### MATERIAL

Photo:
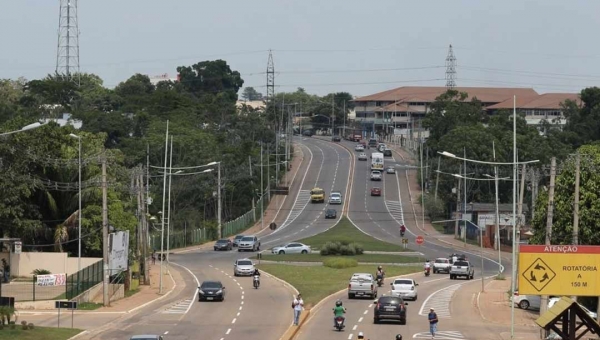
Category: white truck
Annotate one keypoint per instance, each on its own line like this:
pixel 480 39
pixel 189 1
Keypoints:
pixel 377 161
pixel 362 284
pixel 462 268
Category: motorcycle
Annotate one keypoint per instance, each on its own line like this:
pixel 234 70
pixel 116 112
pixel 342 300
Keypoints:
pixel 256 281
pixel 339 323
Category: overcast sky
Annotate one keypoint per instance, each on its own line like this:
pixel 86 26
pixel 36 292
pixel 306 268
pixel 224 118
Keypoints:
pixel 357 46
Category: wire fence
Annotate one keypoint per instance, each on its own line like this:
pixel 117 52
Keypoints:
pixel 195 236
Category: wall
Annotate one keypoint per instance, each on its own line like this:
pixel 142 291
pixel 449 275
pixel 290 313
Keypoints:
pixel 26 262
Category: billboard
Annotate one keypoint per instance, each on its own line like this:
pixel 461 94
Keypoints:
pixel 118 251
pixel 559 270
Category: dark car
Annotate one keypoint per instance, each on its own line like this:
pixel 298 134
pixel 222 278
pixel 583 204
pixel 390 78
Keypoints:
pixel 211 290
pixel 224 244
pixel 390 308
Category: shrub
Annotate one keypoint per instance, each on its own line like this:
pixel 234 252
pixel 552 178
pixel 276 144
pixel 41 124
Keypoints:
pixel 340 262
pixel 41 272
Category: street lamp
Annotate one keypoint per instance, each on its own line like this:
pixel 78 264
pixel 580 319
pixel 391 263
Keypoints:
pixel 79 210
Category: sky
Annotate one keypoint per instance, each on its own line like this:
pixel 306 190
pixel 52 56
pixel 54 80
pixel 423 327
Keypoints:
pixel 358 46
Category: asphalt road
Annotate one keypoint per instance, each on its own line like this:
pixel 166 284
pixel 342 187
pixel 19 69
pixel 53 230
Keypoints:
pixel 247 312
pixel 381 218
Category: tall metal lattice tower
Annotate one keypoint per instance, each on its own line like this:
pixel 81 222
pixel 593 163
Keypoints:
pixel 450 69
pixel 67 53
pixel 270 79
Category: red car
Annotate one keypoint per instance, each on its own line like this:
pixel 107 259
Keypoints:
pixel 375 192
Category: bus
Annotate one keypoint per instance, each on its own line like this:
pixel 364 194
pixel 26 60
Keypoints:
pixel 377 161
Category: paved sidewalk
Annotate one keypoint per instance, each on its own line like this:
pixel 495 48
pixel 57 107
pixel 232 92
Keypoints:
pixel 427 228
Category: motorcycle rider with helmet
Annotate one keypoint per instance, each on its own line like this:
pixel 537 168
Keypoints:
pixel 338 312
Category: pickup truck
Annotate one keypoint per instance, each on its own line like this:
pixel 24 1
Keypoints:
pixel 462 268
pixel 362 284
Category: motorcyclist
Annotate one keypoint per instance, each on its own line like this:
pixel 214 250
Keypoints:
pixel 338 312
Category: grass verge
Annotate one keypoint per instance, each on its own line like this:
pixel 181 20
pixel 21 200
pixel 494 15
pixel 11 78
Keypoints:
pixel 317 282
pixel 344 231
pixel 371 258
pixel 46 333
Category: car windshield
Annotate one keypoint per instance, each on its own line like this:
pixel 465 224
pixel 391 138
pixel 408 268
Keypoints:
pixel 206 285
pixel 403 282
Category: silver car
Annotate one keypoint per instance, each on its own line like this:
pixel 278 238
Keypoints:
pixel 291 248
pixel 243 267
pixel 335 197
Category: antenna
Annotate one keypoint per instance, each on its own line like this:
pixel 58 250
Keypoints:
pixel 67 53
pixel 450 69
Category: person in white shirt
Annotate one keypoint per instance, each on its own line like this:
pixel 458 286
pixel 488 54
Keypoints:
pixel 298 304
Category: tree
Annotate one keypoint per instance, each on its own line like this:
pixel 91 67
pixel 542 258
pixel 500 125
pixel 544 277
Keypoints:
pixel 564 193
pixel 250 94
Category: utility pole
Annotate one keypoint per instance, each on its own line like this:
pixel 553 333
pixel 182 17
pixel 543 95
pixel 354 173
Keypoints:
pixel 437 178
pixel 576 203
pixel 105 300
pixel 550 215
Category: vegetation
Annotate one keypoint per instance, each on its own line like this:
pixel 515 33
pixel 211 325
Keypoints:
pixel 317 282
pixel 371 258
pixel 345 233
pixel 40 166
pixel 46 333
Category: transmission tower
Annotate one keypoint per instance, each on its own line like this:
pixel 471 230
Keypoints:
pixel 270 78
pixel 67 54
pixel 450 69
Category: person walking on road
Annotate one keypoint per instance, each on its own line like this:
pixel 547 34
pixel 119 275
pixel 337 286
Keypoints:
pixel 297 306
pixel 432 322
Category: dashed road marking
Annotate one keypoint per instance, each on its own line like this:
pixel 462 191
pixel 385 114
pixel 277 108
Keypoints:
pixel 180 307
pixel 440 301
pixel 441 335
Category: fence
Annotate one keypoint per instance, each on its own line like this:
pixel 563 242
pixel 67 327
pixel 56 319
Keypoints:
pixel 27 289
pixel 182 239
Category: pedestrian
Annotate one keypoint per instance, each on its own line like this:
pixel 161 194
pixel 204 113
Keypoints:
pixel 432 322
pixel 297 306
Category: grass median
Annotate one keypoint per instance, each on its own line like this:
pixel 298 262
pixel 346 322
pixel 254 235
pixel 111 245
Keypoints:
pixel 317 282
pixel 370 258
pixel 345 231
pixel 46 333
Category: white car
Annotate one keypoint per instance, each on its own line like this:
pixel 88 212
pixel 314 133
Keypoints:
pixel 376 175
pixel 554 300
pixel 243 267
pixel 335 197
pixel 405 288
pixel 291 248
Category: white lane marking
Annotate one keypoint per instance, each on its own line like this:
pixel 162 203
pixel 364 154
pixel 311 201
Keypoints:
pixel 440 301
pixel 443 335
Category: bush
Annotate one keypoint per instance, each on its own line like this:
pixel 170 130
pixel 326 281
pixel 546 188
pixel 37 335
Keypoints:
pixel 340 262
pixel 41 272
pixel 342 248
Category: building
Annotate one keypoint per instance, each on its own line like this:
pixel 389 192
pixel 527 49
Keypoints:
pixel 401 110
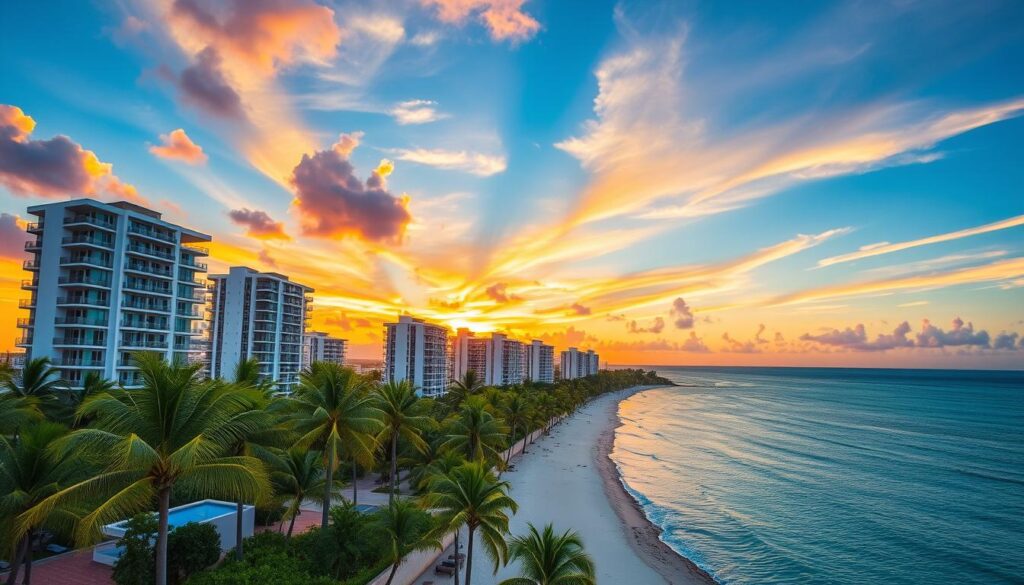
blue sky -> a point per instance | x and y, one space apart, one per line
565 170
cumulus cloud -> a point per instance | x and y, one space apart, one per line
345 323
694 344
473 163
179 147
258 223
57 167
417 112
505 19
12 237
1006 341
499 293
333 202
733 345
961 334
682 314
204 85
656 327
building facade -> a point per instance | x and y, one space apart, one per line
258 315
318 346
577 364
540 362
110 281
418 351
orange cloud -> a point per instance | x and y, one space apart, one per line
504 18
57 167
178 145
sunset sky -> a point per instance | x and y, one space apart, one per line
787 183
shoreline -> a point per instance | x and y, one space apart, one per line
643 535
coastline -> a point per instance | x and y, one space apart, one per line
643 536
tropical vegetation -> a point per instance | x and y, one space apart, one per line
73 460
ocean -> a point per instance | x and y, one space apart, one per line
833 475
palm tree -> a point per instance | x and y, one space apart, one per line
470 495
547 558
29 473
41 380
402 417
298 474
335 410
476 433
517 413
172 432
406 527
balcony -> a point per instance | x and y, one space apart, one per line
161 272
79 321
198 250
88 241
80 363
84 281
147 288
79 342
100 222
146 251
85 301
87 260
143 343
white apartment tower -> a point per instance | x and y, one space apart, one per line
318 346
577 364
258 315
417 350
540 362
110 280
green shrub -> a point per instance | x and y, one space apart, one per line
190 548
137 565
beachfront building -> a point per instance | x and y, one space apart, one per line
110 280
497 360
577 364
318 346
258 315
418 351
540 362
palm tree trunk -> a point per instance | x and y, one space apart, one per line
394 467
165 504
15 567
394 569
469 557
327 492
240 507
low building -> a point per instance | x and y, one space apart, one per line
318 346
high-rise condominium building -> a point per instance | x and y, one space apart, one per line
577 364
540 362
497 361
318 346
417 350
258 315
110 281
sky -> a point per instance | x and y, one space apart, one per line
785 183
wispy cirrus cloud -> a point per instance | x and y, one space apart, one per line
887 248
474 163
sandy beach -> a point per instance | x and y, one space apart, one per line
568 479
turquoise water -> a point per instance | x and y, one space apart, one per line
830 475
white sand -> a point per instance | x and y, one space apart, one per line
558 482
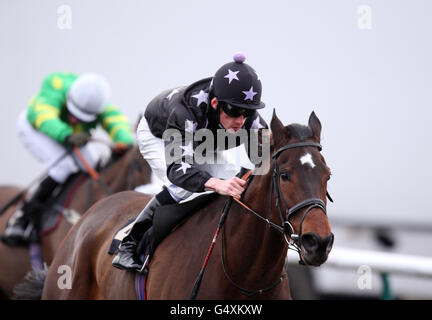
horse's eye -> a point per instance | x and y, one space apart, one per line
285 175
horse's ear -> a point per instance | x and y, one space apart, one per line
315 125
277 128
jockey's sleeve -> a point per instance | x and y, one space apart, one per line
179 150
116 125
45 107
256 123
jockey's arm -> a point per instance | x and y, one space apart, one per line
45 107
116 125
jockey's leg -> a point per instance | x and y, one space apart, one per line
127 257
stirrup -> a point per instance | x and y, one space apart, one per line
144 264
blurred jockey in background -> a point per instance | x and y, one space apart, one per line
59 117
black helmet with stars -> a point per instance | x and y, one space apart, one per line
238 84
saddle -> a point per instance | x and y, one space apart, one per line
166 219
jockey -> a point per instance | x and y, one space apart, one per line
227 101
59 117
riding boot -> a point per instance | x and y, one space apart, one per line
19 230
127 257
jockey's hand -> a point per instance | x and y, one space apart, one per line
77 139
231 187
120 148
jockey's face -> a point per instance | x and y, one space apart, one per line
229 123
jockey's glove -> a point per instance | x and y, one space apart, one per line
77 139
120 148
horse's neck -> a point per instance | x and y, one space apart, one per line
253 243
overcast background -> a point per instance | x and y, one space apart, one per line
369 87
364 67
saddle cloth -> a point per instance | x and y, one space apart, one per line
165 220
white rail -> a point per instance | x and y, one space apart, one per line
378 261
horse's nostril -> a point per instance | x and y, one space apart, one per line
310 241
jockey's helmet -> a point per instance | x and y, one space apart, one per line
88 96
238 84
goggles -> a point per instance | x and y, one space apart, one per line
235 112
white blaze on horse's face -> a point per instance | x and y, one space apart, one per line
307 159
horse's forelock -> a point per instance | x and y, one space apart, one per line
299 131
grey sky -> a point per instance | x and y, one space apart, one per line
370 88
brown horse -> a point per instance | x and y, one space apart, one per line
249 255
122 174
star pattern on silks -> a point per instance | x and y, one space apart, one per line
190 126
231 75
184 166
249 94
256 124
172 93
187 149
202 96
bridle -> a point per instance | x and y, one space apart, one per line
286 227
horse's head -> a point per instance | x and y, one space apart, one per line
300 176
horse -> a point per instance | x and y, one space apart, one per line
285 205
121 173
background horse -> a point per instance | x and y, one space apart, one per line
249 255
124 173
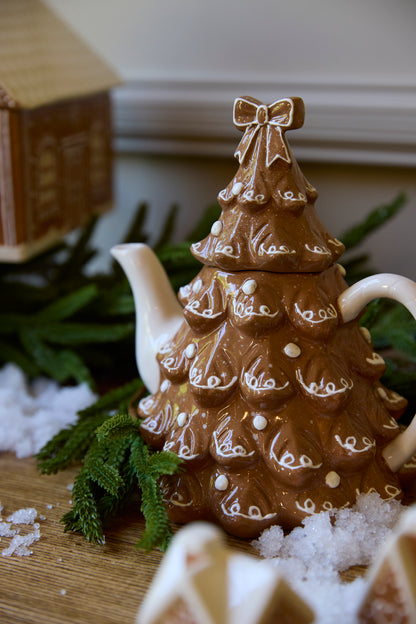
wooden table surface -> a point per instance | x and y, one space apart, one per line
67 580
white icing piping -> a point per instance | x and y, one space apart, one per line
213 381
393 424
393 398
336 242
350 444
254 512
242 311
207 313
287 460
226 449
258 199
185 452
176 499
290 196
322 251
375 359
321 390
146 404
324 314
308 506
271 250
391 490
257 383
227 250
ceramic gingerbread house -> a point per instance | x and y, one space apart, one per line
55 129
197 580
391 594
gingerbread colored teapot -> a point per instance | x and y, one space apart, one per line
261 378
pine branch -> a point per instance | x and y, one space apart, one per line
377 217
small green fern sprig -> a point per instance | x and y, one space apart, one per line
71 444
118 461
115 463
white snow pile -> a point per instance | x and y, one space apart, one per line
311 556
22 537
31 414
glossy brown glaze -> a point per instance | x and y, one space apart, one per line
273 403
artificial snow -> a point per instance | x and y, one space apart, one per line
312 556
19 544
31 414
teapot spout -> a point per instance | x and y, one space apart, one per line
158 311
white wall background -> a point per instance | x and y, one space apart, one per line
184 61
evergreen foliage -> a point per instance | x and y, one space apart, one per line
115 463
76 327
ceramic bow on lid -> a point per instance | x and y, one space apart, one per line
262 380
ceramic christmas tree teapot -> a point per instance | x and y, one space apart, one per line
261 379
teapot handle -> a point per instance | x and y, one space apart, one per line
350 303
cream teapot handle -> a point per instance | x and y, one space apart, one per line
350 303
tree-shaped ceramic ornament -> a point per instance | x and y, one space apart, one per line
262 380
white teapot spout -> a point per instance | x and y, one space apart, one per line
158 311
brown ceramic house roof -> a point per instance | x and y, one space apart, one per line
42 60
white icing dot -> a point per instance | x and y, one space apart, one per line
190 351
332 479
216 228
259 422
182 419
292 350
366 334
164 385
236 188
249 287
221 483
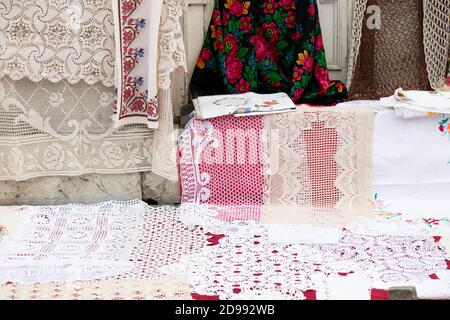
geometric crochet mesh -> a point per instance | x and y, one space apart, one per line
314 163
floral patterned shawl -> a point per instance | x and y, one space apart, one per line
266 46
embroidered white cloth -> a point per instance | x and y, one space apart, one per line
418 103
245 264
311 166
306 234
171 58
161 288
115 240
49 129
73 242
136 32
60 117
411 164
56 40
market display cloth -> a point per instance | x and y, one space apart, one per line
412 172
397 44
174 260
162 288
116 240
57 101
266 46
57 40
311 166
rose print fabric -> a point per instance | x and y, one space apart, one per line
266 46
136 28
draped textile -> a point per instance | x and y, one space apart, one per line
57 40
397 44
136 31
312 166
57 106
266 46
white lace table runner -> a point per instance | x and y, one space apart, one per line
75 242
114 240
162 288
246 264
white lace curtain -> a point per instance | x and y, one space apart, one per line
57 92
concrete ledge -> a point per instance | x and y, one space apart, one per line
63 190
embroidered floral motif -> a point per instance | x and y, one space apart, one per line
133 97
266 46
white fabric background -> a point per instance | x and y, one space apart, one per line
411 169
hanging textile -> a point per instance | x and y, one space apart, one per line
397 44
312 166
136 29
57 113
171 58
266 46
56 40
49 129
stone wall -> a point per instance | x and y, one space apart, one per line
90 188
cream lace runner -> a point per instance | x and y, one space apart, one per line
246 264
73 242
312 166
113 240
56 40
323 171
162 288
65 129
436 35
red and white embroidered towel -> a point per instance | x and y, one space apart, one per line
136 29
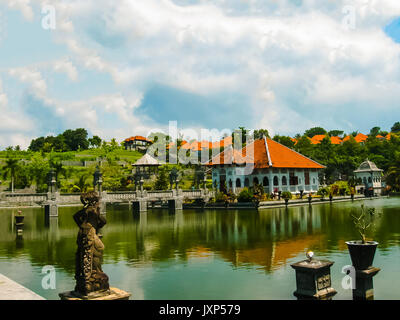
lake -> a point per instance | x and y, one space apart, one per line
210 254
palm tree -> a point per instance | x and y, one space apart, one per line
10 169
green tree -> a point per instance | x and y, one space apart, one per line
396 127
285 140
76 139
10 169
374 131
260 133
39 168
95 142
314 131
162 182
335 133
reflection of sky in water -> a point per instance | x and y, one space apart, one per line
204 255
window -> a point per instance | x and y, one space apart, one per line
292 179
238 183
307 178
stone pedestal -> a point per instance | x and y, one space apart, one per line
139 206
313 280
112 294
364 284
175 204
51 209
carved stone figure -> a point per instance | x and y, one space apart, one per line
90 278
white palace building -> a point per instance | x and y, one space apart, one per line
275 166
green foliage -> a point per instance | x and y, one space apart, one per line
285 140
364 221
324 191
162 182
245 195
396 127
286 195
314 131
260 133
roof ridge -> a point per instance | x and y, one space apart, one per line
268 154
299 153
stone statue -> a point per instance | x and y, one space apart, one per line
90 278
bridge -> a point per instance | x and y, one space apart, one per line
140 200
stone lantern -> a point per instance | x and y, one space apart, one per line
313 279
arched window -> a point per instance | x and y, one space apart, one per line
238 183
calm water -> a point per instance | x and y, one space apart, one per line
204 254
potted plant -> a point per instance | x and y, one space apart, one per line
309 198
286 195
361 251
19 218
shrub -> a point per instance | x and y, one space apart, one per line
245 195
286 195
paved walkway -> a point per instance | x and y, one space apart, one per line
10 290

### GIVEN INSTRUCTION
Write out everything from the very start of the items down to the line containing "pixel 339 323", including that line, character for character. Leave the pictures out of your answer.

### THE OUTPUT
Photo:
Category: white truck
Annotate one keypoint per instance, each on its own line like this:
pixel 480 39
pixel 189 1
Keypoints:
pixel 377 161
pixel 362 284
pixel 462 268
Category: motorcycle
Annotate one keypoint per instance, each on its own line like this:
pixel 234 70
pixel 116 112
pixel 342 300
Keypoints:
pixel 256 281
pixel 339 323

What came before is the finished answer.